• **EXERCISE OBJECTIVE**:
Retype each of the rows that follow line for line, with no changes.

[Collected data]
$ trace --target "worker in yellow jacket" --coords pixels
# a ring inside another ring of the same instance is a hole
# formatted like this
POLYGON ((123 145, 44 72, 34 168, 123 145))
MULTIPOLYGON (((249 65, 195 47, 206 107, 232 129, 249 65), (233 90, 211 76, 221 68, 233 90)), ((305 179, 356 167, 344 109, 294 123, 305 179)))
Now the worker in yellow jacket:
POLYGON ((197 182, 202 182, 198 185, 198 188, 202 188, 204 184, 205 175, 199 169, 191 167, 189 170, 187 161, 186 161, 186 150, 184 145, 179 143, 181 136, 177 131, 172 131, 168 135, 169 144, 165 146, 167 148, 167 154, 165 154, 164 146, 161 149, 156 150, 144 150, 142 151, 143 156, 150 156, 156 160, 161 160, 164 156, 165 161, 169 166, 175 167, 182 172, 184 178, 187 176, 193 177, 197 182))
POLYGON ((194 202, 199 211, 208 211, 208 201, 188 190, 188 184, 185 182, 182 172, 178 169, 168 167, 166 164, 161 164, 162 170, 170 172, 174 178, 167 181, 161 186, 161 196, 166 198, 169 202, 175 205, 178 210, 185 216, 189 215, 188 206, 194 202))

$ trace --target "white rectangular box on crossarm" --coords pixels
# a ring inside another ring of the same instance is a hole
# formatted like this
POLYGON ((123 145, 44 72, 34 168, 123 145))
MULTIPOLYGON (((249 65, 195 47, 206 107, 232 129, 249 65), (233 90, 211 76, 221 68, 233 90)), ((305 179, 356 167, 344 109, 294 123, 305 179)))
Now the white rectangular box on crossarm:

• **OUTPUT FOR THIS EXERCISE**:
$ trace --target "worker in yellow jacket" --coords pixels
# a ring inside another ring of the same instance is a hole
# formatted like this
POLYGON ((123 145, 44 72, 34 168, 123 145))
MULTIPOLYGON (((249 65, 195 47, 206 107, 232 129, 249 65), (233 90, 211 76, 221 68, 233 90)), ((305 179, 356 167, 344 109, 294 123, 305 179)))
Now the worker in yellow jacket:
POLYGON ((197 182, 202 182, 198 185, 198 188, 202 188, 204 184, 205 175, 199 169, 191 167, 189 170, 187 161, 186 161, 186 150, 184 145, 179 143, 181 136, 177 131, 172 131, 168 135, 169 144, 165 146, 167 148, 167 154, 165 154, 164 146, 161 149, 156 150, 144 150, 142 151, 143 156, 150 156, 156 160, 161 160, 164 156, 165 161, 169 166, 175 167, 182 172, 184 178, 187 176, 193 177, 197 182))
POLYGON ((194 202, 199 211, 208 211, 208 201, 188 190, 188 184, 185 182, 182 172, 178 169, 168 167, 166 164, 161 164, 162 170, 170 172, 174 178, 167 181, 161 186, 161 196, 166 198, 169 202, 175 205, 178 210, 185 216, 189 215, 188 206, 194 202))

$ trace --target "white rectangular box on crossarm" --coords pixels
# a ring inside another ring of the same instance is a hole
# formatted like this
POLYGON ((123 145, 44 72, 34 168, 123 145))
MULTIPOLYGON (((249 65, 195 47, 206 107, 232 129, 249 65), (233 90, 211 76, 221 68, 233 90)), ((305 179, 356 167, 344 109, 294 123, 305 179)))
Now the white rectangular box on crossarm:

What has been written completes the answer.